* **What to produce**
Please summarize the passage on coronavirus-era economic news in two sentences.

* **Passage provided**
____

Nearly every day brings new economic news that can only be described as catastrophic.
Thursday brought word that more than 5.2 million U.S. workers had filed for unemployment in the past week, pushing the four-week total since the start of the coronavirus-driven shutdown to 22 million. These are numbers that the country does not see in the worst years of a recession, let alone within the span of a few weeks. The federal Commerce Department on Wednesday said retail sales plunged 8.7 percent in March, by far the worst month on record. New residential construction is down 22 percent.
As the human toll from the virus continues to worsen, the underlying economic news is devastating, as well. In Connecticut, about 350,000 jobless claims have been filed just in the past four weeks, which is more than the system will typically see over the course of several years.
Compounding the problem locally is a system that is in no condition to handle the added load.

____

[Dataset entries]
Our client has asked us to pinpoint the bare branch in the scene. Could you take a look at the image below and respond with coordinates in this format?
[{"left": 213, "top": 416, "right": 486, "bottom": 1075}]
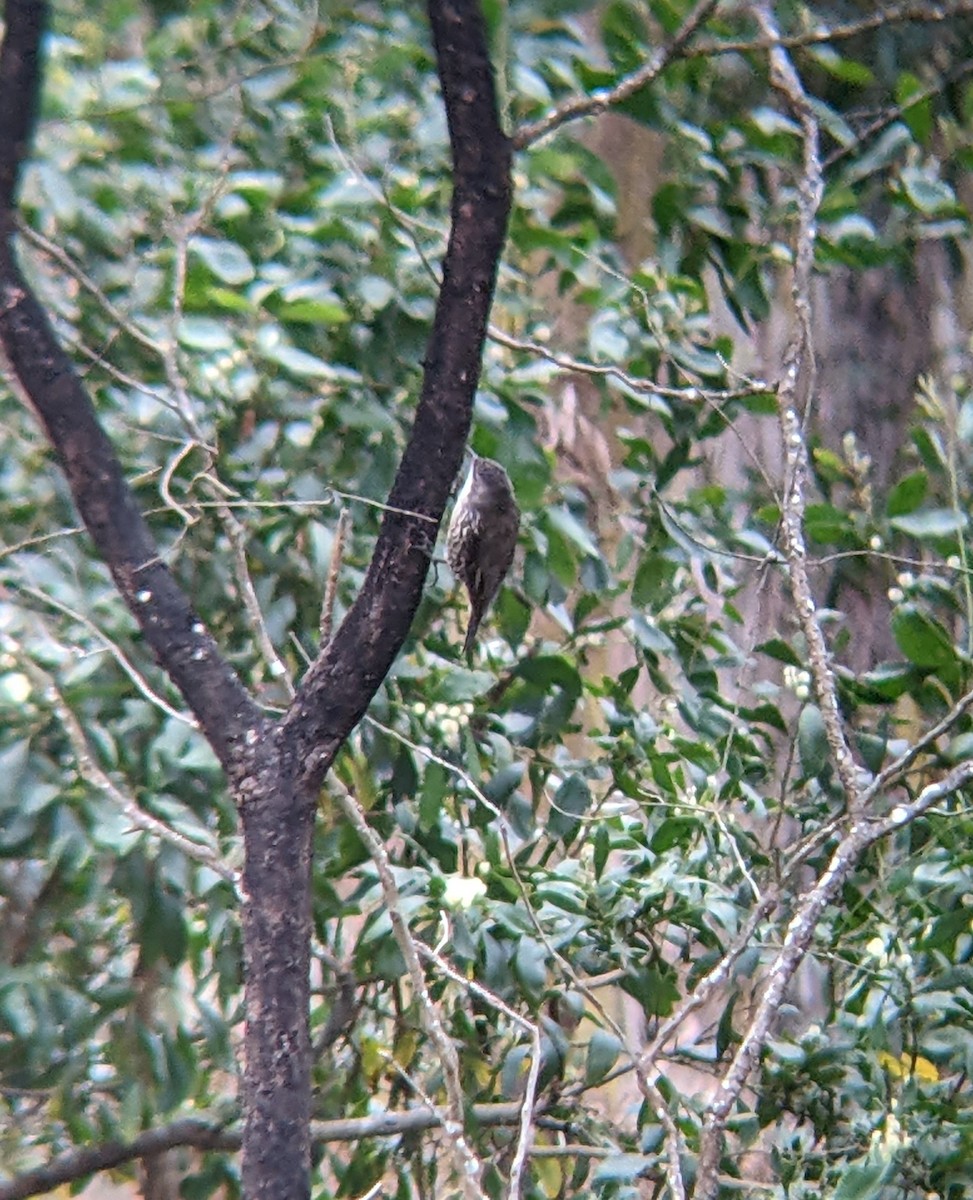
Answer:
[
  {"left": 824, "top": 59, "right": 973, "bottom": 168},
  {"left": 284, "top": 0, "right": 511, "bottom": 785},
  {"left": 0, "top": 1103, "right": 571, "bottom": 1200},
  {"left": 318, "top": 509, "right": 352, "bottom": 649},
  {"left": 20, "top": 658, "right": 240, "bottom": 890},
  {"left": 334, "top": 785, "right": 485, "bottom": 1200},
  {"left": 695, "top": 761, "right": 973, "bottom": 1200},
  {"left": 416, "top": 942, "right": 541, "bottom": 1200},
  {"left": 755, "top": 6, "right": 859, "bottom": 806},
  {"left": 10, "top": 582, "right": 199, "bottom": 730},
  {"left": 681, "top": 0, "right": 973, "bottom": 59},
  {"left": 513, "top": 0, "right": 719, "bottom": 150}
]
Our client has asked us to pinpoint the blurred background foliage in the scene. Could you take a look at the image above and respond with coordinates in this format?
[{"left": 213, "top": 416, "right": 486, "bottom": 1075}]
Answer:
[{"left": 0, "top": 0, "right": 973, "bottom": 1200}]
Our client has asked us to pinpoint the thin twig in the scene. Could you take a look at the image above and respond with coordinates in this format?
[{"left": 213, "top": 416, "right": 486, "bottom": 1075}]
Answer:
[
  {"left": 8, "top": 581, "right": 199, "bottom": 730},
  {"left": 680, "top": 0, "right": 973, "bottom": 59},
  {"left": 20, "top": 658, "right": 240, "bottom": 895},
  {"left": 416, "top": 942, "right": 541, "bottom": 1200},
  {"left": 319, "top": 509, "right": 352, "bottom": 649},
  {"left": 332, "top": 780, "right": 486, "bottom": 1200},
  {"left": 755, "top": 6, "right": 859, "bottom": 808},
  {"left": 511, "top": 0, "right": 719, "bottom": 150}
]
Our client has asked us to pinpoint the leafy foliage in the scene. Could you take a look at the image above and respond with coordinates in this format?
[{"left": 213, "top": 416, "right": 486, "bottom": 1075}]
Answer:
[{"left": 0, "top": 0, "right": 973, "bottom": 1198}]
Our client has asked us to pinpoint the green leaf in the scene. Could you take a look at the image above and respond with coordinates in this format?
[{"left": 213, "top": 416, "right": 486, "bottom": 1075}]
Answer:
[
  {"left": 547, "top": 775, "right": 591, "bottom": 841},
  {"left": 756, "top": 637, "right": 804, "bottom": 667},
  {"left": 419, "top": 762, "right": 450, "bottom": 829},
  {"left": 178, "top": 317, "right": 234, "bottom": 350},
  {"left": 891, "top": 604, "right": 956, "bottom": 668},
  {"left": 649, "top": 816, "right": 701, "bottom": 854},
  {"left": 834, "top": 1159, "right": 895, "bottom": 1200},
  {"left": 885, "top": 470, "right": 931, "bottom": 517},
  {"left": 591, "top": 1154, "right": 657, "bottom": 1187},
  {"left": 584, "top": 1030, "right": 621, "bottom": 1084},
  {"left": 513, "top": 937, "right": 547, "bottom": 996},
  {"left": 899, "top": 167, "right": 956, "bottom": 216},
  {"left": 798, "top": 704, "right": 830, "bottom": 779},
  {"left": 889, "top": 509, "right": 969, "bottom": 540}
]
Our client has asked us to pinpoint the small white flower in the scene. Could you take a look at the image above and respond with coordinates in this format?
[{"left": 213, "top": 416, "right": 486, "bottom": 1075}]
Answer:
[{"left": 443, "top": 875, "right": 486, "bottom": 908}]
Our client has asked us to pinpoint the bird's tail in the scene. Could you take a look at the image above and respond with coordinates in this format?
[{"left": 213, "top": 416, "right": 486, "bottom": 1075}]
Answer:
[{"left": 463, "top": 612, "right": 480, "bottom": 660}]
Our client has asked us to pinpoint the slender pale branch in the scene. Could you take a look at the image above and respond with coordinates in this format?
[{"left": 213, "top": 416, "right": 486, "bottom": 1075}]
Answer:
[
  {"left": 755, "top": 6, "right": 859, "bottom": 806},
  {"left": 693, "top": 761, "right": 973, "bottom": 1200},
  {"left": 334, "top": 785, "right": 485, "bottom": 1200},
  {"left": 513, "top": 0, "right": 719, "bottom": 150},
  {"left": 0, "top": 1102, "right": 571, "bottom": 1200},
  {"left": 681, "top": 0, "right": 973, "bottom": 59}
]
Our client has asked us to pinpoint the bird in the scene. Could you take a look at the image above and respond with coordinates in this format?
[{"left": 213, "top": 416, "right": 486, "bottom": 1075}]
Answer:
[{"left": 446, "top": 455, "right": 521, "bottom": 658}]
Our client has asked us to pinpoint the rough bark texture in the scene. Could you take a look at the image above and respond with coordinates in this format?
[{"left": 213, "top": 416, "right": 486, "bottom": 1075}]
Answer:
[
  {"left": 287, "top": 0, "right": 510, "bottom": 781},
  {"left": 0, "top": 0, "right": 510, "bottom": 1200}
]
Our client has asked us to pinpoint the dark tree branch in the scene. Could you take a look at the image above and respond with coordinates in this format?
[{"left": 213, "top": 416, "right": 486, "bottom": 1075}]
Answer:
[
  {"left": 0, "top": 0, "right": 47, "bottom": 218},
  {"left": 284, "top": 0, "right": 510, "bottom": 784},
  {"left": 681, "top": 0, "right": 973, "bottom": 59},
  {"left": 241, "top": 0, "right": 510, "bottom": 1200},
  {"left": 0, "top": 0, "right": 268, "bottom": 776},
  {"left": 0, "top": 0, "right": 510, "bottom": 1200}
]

____

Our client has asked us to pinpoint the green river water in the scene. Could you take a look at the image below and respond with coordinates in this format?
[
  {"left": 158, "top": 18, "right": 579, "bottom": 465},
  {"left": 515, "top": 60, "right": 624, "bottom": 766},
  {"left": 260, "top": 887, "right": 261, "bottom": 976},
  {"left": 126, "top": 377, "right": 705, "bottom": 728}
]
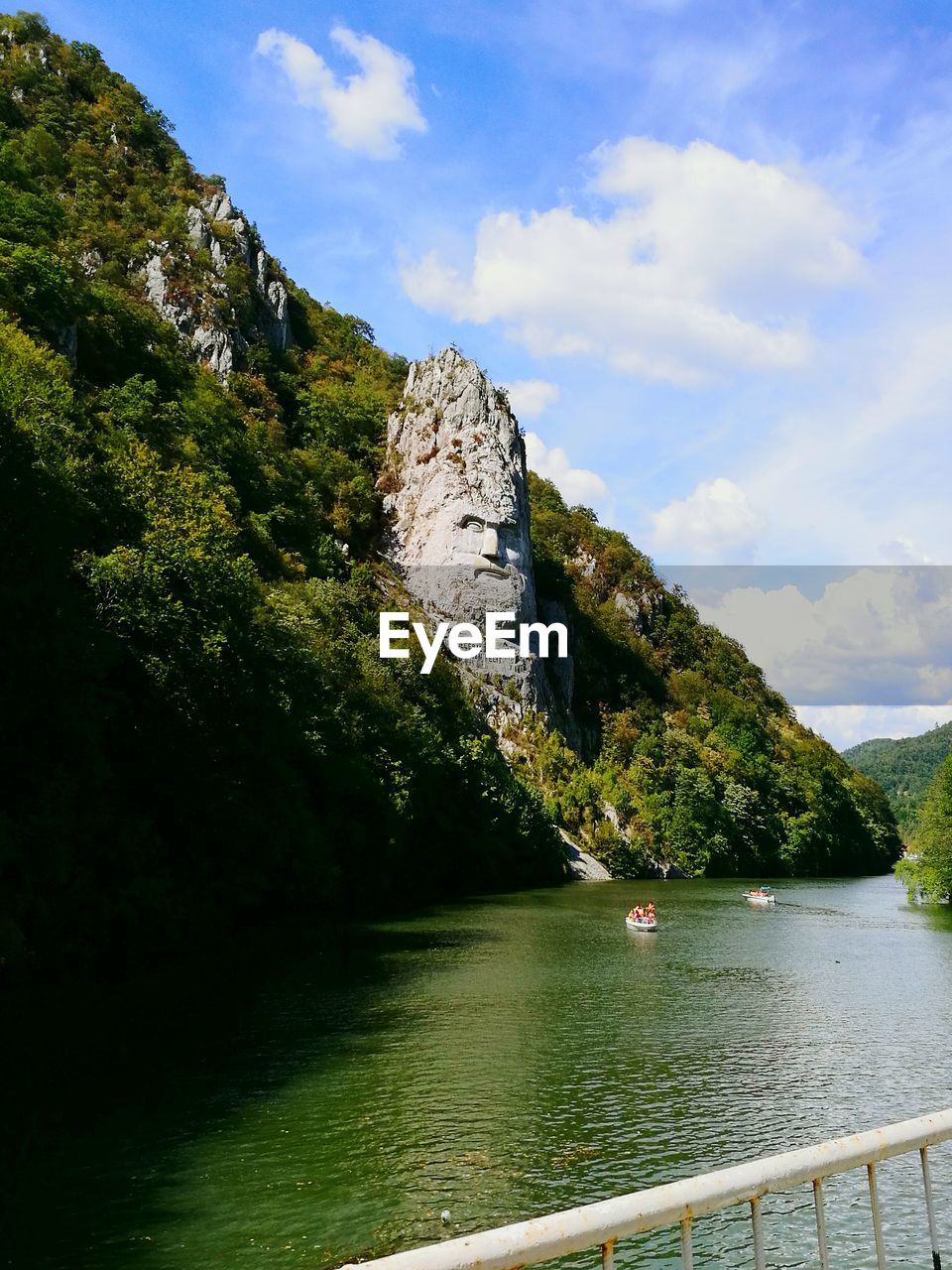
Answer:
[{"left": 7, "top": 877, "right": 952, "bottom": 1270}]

____

* **Expected output**
More than 5.2 million U.S. workers filed for unemployment in the past week, bringing the four-week total since the coronavirus-driven shutdown to 22 million, while retail sales fell 8.7 percent in March and new residential construction is down 22 percent. In Connecticut, about 350,000 jobless claims were filed in the past four weeks, more than the system typically sees over several years, and that system is in no condition to handle the added load.